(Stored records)
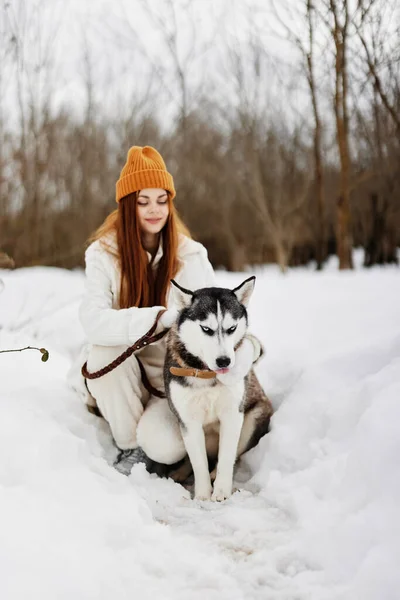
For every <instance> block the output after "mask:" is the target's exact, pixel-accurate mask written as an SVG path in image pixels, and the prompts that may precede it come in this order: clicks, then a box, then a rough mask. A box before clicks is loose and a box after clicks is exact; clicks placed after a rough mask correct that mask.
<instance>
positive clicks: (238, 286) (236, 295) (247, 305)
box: [232, 275, 256, 308]
mask: <svg viewBox="0 0 400 600" xmlns="http://www.w3.org/2000/svg"><path fill="white" fill-rule="evenodd" d="M255 283H256V278H255V276H254V275H253V277H249V278H248V279H245V280H244V281H243V283H241V284H240V285H239V286H238V287H237V288H235V289H233V290H232V292H233V293H234V294H235V296H236V298H237V299H238V300H239V302H240V304H243V305H244V306H245V307H246V308H247V306H248V304H249V300H250V296H251V294H252V293H253V290H254V285H255Z"/></svg>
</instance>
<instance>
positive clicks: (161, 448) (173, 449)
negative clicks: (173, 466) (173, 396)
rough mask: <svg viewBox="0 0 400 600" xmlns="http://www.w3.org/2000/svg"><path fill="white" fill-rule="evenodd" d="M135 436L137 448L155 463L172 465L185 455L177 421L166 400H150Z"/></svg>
mask: <svg viewBox="0 0 400 600" xmlns="http://www.w3.org/2000/svg"><path fill="white" fill-rule="evenodd" d="M136 434H137V441H138V444H139V446H141V448H143V450H144V451H145V452H146V454H147V456H148V457H149V458H151V459H152V460H155V461H156V462H159V463H163V464H166V465H172V464H174V463H176V462H178V461H179V460H182V458H184V456H185V455H186V449H185V445H184V443H183V440H182V436H181V432H180V427H179V423H178V420H177V418H176V417H175V415H174V414H173V413H172V412H171V410H170V408H169V406H168V402H167V401H166V400H161V399H158V398H157V399H152V400H150V402H149V404H148V406H147V408H146V410H145V411H144V414H143V416H142V418H141V419H140V421H139V424H138V427H137V432H136Z"/></svg>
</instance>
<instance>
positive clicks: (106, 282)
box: [79, 246, 164, 346]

Goal of the exercise:
Set down all the data again exactly as above, pictures excluded.

Solved problem:
For every <instance> block the output after "mask:" is the target's exact, pixel-accurate mask written as an SVG path in image pixels, and the prompts that may precede it come in this order: clicks, then a box, then a rough mask. A box before clicks is loose and a box after clicks is exact; clicks placed after a rough mask correct that mask.
<instance>
positive clicks: (238, 286) (236, 295) (247, 305)
box: [232, 275, 256, 308]
mask: <svg viewBox="0 0 400 600" xmlns="http://www.w3.org/2000/svg"><path fill="white" fill-rule="evenodd" d="M255 283H256V278H255V276H254V275H253V277H249V278H248V279H245V280H244V281H243V283H241V284H240V285H239V286H238V287H237V288H235V289H233V290H232V292H233V293H234V294H235V296H236V298H237V299H238V300H239V302H240V304H243V305H244V306H245V307H246V308H247V306H248V304H249V300H250V296H251V294H252V293H253V290H254V285H255Z"/></svg>
</instance>
<instance>
positive clicks: (161, 448) (173, 449)
negative clicks: (173, 466) (173, 396)
rough mask: <svg viewBox="0 0 400 600" xmlns="http://www.w3.org/2000/svg"><path fill="white" fill-rule="evenodd" d="M135 436L137 448L155 463L172 465L185 455L177 421L166 400H150Z"/></svg>
mask: <svg viewBox="0 0 400 600" xmlns="http://www.w3.org/2000/svg"><path fill="white" fill-rule="evenodd" d="M136 434H137V441H138V444H139V446H141V448H143V450H144V451H145V452H146V454H147V456H148V457H149V458H151V459H152V460H155V461H156V462H159V463H163V464H166V465H172V464H174V463H176V462H178V461H179V460H182V458H184V456H185V455H186V449H185V445H184V443H183V440H182V436H181V432H180V427H179V423H178V420H177V418H176V417H175V415H174V414H173V413H172V412H171V410H170V408H169V406H168V402H167V401H166V400H161V399H158V398H157V399H152V400H150V402H149V404H148V406H147V408H146V410H145V411H144V414H143V416H142V418H141V419H140V421H139V424H138V427H137V432H136Z"/></svg>
</instance>
<instance>
positive clicks: (106, 282)
box: [79, 246, 164, 346]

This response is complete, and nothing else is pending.